Stored items from a collection:
*** Block opens ***
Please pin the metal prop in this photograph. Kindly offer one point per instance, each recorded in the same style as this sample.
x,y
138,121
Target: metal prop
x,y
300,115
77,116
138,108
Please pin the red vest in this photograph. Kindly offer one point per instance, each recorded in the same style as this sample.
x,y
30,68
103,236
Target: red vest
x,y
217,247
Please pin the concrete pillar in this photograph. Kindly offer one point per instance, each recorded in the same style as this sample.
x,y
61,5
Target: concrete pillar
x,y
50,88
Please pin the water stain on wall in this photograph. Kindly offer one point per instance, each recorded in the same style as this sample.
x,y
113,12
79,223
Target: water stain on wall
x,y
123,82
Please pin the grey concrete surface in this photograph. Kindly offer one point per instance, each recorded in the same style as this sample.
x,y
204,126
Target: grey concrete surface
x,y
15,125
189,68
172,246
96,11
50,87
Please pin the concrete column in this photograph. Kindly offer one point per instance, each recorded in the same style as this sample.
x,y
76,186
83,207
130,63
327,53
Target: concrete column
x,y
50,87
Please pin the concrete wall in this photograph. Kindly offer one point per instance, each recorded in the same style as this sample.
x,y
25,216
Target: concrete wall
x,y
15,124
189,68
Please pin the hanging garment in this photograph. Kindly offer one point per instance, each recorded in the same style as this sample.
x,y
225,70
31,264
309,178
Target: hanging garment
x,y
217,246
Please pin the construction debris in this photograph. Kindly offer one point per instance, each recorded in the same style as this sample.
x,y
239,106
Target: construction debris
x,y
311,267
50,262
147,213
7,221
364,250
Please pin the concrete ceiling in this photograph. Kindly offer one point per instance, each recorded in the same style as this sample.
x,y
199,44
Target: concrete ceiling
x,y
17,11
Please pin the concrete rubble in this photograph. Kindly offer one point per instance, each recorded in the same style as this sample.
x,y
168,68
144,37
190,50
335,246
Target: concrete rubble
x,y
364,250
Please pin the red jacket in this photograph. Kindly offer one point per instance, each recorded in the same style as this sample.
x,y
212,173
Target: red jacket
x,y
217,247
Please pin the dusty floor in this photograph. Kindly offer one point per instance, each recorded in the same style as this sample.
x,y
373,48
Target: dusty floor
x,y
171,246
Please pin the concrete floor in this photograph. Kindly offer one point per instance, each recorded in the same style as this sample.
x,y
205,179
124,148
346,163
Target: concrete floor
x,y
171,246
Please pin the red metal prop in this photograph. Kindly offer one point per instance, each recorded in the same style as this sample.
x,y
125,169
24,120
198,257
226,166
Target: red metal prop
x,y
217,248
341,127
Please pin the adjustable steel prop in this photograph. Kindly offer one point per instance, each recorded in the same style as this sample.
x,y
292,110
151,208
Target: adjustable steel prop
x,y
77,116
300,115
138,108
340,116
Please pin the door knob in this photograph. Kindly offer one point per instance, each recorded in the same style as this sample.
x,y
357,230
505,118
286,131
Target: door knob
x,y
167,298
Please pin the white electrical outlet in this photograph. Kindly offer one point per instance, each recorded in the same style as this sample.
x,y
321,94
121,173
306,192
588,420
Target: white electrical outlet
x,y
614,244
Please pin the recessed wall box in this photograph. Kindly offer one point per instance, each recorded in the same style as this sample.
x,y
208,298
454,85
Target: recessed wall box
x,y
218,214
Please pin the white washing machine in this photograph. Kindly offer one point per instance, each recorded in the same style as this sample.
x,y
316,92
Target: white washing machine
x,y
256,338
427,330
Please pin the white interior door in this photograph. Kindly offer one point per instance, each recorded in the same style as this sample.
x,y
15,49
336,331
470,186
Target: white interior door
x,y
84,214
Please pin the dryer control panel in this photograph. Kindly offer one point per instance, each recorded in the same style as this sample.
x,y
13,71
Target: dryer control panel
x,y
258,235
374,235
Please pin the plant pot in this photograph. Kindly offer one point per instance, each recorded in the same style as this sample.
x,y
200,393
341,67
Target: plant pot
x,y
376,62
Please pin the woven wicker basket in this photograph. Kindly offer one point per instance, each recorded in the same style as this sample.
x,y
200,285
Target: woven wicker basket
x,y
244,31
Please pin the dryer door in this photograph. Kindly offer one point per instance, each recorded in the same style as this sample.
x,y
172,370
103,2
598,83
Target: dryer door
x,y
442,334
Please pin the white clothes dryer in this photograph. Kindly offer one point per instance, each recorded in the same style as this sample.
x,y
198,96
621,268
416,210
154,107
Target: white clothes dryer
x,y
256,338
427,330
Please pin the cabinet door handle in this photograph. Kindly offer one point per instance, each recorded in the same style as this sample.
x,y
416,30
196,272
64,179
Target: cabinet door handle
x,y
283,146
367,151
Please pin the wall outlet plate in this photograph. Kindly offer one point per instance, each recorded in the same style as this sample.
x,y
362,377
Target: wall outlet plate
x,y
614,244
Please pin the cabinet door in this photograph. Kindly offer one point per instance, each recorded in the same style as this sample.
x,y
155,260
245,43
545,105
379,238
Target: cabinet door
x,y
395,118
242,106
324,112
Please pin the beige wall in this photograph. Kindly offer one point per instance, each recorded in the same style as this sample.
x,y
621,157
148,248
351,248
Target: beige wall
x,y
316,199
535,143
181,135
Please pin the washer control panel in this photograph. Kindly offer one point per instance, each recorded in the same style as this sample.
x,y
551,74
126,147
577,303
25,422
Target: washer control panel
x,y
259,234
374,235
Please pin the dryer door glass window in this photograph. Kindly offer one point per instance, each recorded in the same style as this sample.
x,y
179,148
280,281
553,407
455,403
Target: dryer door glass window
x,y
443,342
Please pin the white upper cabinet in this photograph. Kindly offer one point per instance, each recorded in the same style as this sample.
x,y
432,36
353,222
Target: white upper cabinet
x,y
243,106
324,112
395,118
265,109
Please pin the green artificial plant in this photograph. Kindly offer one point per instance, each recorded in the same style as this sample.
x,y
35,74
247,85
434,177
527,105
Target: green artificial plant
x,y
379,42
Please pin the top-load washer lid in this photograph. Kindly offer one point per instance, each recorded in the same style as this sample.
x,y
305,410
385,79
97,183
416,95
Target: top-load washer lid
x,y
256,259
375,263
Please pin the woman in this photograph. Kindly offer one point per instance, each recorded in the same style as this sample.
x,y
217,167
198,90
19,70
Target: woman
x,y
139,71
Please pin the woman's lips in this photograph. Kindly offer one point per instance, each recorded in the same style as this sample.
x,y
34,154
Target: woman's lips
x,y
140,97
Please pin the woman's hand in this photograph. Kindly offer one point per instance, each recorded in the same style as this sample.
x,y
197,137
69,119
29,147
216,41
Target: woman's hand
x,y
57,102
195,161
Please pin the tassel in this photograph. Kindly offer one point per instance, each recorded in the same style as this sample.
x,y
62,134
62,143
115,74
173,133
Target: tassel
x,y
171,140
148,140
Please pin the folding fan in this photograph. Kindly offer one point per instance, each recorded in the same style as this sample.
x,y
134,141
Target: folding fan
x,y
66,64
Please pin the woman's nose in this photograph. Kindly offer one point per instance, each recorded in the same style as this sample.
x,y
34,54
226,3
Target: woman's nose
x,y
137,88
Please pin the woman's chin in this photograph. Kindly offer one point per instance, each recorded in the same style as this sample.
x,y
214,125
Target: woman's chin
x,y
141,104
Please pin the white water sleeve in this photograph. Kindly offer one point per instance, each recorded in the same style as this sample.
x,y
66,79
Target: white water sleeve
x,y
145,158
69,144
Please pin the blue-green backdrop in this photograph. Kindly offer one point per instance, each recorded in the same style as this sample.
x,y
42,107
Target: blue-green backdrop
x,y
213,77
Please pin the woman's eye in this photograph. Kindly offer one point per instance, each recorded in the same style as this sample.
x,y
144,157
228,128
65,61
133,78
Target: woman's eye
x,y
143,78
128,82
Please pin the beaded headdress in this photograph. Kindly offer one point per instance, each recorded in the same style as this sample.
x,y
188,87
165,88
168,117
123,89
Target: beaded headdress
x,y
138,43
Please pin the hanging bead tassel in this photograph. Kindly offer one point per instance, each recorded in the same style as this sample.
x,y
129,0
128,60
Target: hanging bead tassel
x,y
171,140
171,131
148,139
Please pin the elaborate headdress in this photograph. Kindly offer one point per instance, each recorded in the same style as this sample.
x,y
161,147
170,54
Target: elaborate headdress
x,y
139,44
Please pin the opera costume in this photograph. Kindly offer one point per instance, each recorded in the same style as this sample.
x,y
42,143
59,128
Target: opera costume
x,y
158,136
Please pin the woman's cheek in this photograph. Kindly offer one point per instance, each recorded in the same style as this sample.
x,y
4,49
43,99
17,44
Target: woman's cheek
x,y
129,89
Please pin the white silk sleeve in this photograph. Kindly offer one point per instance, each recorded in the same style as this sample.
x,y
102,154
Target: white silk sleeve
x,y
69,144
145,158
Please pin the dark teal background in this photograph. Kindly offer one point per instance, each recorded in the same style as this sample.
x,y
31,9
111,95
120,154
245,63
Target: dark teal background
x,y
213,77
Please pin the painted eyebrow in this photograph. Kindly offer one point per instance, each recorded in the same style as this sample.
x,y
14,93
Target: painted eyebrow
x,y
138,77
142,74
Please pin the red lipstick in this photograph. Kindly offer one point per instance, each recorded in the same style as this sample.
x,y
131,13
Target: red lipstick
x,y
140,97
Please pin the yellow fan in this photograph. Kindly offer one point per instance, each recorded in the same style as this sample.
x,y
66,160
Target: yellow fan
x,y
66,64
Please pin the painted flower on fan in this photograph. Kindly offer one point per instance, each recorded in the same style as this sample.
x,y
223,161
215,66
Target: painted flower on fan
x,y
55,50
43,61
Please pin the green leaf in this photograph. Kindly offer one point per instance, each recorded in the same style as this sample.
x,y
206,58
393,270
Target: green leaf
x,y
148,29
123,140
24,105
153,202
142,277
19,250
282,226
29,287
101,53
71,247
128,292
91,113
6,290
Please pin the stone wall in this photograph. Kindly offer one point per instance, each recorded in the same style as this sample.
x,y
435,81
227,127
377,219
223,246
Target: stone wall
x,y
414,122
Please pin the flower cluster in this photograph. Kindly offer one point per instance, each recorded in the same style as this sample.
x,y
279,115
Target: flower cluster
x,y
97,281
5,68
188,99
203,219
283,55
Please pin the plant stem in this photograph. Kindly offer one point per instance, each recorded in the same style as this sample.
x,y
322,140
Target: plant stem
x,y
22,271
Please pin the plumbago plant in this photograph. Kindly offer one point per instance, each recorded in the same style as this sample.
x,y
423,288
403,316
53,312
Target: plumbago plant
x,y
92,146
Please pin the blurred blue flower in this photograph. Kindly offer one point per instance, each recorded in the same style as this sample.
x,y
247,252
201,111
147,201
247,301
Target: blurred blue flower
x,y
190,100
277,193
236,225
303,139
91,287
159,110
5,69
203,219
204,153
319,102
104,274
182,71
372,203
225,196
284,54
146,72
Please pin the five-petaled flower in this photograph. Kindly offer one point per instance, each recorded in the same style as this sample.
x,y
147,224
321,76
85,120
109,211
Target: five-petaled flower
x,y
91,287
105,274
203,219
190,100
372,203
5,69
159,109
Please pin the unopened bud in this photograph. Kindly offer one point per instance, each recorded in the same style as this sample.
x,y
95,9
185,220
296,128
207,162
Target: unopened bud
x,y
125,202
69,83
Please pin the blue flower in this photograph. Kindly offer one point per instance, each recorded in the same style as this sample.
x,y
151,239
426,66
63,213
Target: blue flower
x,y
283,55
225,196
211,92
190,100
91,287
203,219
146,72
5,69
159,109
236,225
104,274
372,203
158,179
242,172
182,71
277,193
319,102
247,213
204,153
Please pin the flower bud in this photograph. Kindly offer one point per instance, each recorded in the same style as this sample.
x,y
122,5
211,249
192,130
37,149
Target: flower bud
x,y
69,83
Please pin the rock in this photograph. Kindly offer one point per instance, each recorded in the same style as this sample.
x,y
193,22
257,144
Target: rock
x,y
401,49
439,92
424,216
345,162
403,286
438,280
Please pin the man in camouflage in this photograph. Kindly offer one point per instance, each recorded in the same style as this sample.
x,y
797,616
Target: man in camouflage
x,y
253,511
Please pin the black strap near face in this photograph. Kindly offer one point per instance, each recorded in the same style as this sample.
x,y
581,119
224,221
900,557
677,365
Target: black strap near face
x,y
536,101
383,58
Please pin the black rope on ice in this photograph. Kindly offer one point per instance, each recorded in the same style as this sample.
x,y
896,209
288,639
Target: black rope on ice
*** Block closes ***
EXERCISE INSTRUCTIONS: Scan the lines above for the word "rope". Return each one that has it.

SOLUTION TO THIS EXERCISE:
Please pin the black rope on ice in this photograph. Kindly offer one point per instance, each recorded in the same style as this sample.
Target: black rope on ice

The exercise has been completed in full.